### TEXT BLOCK
★ ★ ★ ★

January 23 was the official start of the Lunar New Year: Year of the Dragon: Year 4709 (that’s a lot of years). Apparently, the New Year lasts for 15 days, so the official celebrations recently came to a close. But the party continues. If you feel a dynamic buzz or change in the air in 2012, it could be influenced by the auspicious sign of the Dragon, which symbolizes power, strength and good luck.
On New Year’s, many people do not eat meat (at least in the morning) as a sign of respect for animals, as well as to be more in line with Buddhist practices of purification and karma of not eating any creature that had to be killed. Well, whether you’re a meat eater or not, a break from meat is not only good for your heart but for the environment. Remember my vow on the first new years 2012 to cut down meat drastically? Well, so far so good – I mean, if Dragon year baby President Bill Clinton can vegan, why couldn’t I make my first vegetarian/almost-vegan Chinese New Year dinner (see recipes below)?

★ ★ ★ ★

### DATASET ENTRIES

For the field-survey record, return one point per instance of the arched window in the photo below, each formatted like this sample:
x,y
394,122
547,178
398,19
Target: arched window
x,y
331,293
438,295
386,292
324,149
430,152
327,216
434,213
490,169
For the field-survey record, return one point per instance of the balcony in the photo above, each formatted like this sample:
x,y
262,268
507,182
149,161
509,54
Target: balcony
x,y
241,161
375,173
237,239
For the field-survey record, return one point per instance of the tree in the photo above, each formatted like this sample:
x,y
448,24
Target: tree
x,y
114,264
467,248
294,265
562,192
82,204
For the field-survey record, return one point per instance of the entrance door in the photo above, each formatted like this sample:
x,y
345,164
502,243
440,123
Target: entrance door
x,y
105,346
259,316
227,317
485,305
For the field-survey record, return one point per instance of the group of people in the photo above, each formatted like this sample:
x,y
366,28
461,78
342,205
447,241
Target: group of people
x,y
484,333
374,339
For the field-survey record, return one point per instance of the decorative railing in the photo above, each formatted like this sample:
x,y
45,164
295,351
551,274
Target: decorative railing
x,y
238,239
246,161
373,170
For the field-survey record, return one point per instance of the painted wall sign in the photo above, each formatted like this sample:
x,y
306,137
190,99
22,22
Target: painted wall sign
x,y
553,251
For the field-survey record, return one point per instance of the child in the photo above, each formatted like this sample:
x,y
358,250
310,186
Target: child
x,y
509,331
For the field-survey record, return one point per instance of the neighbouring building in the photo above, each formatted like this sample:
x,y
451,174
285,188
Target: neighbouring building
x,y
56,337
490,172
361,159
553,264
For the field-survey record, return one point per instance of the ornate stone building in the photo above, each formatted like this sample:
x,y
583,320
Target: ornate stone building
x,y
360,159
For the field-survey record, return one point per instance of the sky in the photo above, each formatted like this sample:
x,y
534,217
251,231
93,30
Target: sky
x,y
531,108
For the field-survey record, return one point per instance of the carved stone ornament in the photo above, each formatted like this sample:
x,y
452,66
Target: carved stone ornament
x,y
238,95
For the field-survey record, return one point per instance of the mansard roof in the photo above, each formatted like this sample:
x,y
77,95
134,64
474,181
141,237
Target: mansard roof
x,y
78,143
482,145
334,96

★ ★ ★ ★

### YOUR TASKS
1 – According to the Year of the Dragon text, how many days does the New Year last?
2 – Repeat the part of the Year of the Dragon text that begins at the words "On New Year’s, many" and stops after the words "(see recipes below)?".
3 – Condense the paragraph of the Year of the Dragon text that opens with "On New Year's, many people do not eat meat" into a shorter version that keeps its main facts.
The listing after the text comes from an unrelated source.

### TASK-BY-TASK ANSWERS
1 – 15 days.

2 –
On New Year’s, many people do not eat meat (at least in the morning) as a sign of respect for animals, as well as to be more in line with Buddhist practices of purification and karma of not eating any creature that had to be killed. Well, whether you’re a meat eater or not, a break from meat is not only good for your heart but for the environment. Remember my vow on the first new years 2012 to cut down meat drastically? Well, so far so good – I mean, if Dragon year baby President Bill Clinton can vegan, why couldn’t I make my first vegetarian/almost-vegan Chinese New Year dinner (see recipes below)?

3 – On New Year's, many people skip meat, at least in the morning, out of respect for animals and in line with Buddhist practices of purification and karma. Whether or not one eats meat, a break from it benefits both the heart and the environment. The writer's 2012 vow to cut down on meat drastically is holding so far. Noting that Bill Clinton, born in a Dragon year, went vegan, the writer made a first vegetarian/almost-vegan Chinese New Year dinner.